YOUR INSTRUCTIONS:
Write the records below out again exactly as given, with no images.

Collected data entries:

----------

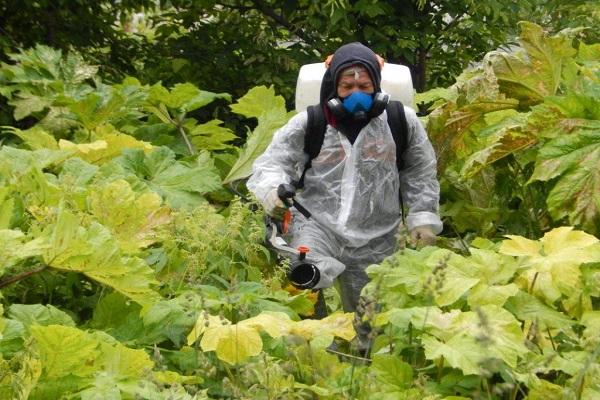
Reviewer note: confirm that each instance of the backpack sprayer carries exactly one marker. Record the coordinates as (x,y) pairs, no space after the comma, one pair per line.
(303,273)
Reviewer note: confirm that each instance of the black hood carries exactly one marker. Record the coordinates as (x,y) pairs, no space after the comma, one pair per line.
(346,56)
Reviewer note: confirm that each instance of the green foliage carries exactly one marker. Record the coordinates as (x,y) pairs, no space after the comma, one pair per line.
(540,324)
(516,140)
(262,104)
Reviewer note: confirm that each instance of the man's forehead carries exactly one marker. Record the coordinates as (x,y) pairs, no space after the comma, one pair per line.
(355,71)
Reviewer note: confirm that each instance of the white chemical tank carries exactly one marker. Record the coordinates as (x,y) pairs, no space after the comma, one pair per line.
(395,81)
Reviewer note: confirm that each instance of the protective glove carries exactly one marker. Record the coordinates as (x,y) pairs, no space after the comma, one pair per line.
(274,206)
(422,236)
(329,269)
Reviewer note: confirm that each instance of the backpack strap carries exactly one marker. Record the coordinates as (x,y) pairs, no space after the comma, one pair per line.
(399,128)
(317,125)
(313,141)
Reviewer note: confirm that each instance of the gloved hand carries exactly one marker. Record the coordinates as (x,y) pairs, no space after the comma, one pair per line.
(422,236)
(274,206)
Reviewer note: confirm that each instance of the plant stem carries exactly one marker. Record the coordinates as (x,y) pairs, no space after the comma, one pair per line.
(186,139)
(551,339)
(23,275)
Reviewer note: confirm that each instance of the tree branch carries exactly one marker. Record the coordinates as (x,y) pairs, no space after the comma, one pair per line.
(269,12)
(18,277)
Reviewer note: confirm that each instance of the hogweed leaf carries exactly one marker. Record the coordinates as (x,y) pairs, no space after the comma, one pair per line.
(182,185)
(94,252)
(552,263)
(110,146)
(261,103)
(132,218)
(212,136)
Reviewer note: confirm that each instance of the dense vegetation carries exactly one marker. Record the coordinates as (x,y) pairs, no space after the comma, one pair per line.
(132,269)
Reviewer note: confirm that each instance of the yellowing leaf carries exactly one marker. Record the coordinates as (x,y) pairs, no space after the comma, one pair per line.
(65,350)
(83,148)
(337,324)
(35,138)
(553,270)
(94,252)
(274,324)
(202,324)
(261,103)
(14,247)
(238,343)
(101,151)
(519,246)
(133,219)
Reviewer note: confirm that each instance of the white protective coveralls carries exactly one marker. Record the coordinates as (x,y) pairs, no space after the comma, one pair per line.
(352,192)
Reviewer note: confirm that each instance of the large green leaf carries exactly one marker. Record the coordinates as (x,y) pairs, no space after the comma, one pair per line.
(574,159)
(95,253)
(534,73)
(184,97)
(212,136)
(552,263)
(15,246)
(38,314)
(391,372)
(490,332)
(94,365)
(181,184)
(529,308)
(261,103)
(133,218)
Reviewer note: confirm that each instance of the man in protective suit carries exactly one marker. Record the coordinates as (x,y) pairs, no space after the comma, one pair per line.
(353,184)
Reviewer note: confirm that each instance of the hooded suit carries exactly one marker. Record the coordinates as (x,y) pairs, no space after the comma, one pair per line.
(352,187)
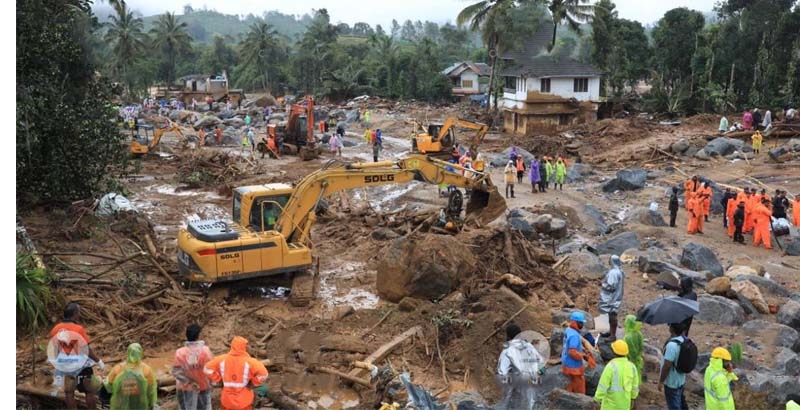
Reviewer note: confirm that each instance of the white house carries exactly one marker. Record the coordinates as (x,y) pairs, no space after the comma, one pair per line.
(546,90)
(465,77)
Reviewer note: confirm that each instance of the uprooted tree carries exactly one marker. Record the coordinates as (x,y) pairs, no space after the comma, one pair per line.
(66,137)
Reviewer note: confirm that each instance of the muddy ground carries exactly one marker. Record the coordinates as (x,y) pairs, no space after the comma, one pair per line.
(78,245)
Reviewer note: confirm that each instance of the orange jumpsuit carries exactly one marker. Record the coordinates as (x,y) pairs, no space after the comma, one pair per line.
(796,211)
(237,371)
(731,208)
(761,218)
(689,188)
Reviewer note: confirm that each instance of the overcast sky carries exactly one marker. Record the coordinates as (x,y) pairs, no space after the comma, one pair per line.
(383,11)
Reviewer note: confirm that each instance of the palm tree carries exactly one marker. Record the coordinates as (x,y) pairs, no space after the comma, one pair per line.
(126,38)
(483,16)
(170,36)
(575,12)
(260,49)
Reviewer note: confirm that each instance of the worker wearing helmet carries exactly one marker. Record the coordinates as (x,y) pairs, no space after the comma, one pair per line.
(619,384)
(719,374)
(573,355)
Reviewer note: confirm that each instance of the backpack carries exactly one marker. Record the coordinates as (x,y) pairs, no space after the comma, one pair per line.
(687,358)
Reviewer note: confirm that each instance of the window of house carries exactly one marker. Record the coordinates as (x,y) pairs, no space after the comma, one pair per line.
(544,85)
(581,85)
(510,83)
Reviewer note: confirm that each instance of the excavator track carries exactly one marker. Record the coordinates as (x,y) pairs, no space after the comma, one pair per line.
(303,284)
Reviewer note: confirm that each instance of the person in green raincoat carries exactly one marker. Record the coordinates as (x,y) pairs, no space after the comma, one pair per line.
(717,381)
(132,384)
(561,173)
(635,341)
(619,384)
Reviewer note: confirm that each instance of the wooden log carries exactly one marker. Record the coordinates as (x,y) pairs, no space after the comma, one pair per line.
(387,348)
(344,376)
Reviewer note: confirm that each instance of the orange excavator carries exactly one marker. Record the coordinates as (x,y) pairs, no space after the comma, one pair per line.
(294,136)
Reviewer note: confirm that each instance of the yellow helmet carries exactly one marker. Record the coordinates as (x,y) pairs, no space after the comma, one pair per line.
(620,347)
(721,353)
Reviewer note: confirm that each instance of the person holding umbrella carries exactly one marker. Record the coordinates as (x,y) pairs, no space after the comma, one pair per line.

----------

OUTPUT BELOW:
Reviewer note: confirm that each instance of the backpack sprayer carries exactly one marker. Record the coordinates as (x,y) pairs, no space after the comma, one pair per line.
(303,273)
Reviewer note: confirm that each instance of the black hood carries exactly one marker. Record the coordinates as (x,y) pairs, no space after the comma, one pair per line.
(346,56)
Reviewer note: confirm that each instance of the green foliage carries exactly one marker. Record the coordinates as (x,y) pairs, no space after the comma, one pair per line.
(540,324)
(516,140)
(262,104)
Reviewer note: confirm that each instance of the man's forehead carries exactly one marker. Record the coordinates as (x,y) pairs, no space after the comma, one pair per line.
(355,71)
Reviewer note: confirm that each instance of the white chemical tank carries exactly one marker. Record the coordinates as (x,y) pairs, no space after the comma, one pair per line.
(395,81)
Reviewer note: confirm that each instance of the protective glove carries exactly one marker. Record the coordinates as (x,y) pairs, no space after the comma, one pair per line.
(274,206)
(422,236)
(329,269)
Reviewer note: confirm that each instance of the backpack strap carries exactly one marker. Record the coordinates as (x,y) pairs, no space after the comma, one pair per line.
(399,128)
(317,125)
(313,141)
Reviewer note: confirm that each instance of the gloved hand carries exactly one marker. Record the coordinates as (x,y) pairs, no space after the comma, one pair per line.
(422,236)
(274,206)
Reviewer note: confirm that each instance of the plant stem carries exactly one marker. Record the coordinates as (x,y) pairs, no space after the comma, one pair per line.
(186,139)
(551,339)
(23,275)
Reviewer note: confirm that each instance of the tree branch carries exactly one marker. Record the coordinates as (x,y) pairs, no space after the comma, one pair per line.
(269,12)
(18,277)
Reviewer note: confirm that each instance of the hogweed leaf carries exactly one marker. Record the coordinates as (x,y) pairs, no space after the comma, one pair per line.
(182,185)
(94,252)
(552,263)
(110,146)
(261,103)
(132,218)
(212,136)
Reviewer note: confirm that each instance of the dense vegetation carries exactly one marker. Record the coordinates as (x,y) pairs, no space after the comma, one pair per line.
(132,269)
Reviewer note: confirm that each instance of the yellowing leaf carries exactly one marker. Record the coordinates as (x,y) pairs, no space after the comma, one pair per line.
(65,350)
(83,148)
(337,324)
(35,138)
(553,270)
(94,252)
(274,324)
(202,324)
(261,103)
(14,247)
(238,343)
(101,151)
(519,246)
(133,219)
Reviewer note: confirm that each instance of the white protective coveralls carries exactly one marker. Record the coordinates as (x,y) pairs, no space after the comma, one pair per line.
(352,192)
Reviewer note: confirm that each instance of the large green leaf carries exactly one marker. Record the coordinates as (x,y) pairs, no space after the comma, one pair per line.
(574,159)
(95,253)
(534,73)
(184,97)
(212,136)
(552,263)
(15,246)
(38,314)
(391,372)
(490,332)
(94,365)
(181,184)
(529,308)
(261,103)
(133,218)
Reviewer note: confirm that each instance of the man in protective suit carries exactly one marker. Record the coordinates as (x,y) pairs, no space after the comma, one pair per line.
(353,184)
Reviewer note: confirm that each instance of the hooded suit carries exactly one marker. Record the coordinates as (x,y) pairs, no space after the comma, one pair per line.
(352,187)
Reviewer note: confirm that each instance of the white house carries exactly one marker. Record the coordinates as (x,y) pairs, no space after the comma, one pair per line.
(546,90)
(465,77)
Reviewer note: confirm that each instance of the uprooted tree carries exactly one marker. Record the coordinates as (x,y) pairs, no space after the comma, one pair per line.
(66,137)
Reviewer note: confirm that each instance of the muddy ground carries exactly one marker. Record the coordinates as (x,y) pairs, no space after the comma, one pair per line.
(78,245)
Reviewer note: confirm that each instance of the orange jumpsuit carries exactly one marker. Record the coordinates as (x,y) pairs, no space after the comma, one pair per line.
(796,211)
(237,371)
(731,208)
(761,218)
(689,188)
Reviewer note: confirm that each instance of the overcast sky carries exactly one marker. Record the coordinates as (x,y) pairs, no space after the comma, one pair per line.
(383,11)
Reviewer note: confirm that each instance of the palm tree carries exactly one marker. Record the coordinates as (x,y) pairs, no space after the comma, one pair per line.
(126,38)
(483,16)
(170,36)
(575,12)
(260,49)
Reviewer note: confirm that each instance of the worker wearing helmet carries exactly one marker. Record the coordinates as (x,y) pairs, no space after the comma, one pair per line.
(619,384)
(719,374)
(573,355)
Reviewer note: confirm that each instance of the backpack carries exactly one marker. Record the coordinates as (x,y) pairs, no space after the comma, one pair per line.
(687,358)
Reviewer note: confirm that each instance of the window of house carries exactly one marker. Record the coordinates as (x,y) pairs, no space after the comma, one pair per line.
(544,85)
(581,85)
(510,83)
Reviewer note: confirm that each instance of the excavator track carries exactly one marker. Record the coordinates as (x,y) pairs, no space after the comma, one pair per line.
(303,284)
Reviewer note: confirm that each instance of the person in green raincoat carries exactly one marker. Record the coordinates as (x,y) pairs, no space after the comma, one pair per line.
(717,381)
(132,384)
(561,173)
(635,341)
(619,384)
Reviewer note: confirm that each instance of the wooden log carries exactly one marker. Record the coordinates as (x,y) pairs, no space after the comma, one pair per line.
(387,348)
(344,376)
Reviewer note: confirm that each instance of the orange excavator carries exactly one marker. Record the coordinates as (x,y) pairs, no space after the comma, one pair per line.
(294,136)
Reviewer note: confirm that each instance of the yellow helmet carries exactly one marker. Record the coordinates as (x,y) pairs, no space after the comma, one pair per line.
(620,347)
(721,353)
Reviewer note: confirm that each instance of the person holding umbrella carries exactly one marker. Record the coordinates as (x,y) pairs, no space after the comma, one pair per line.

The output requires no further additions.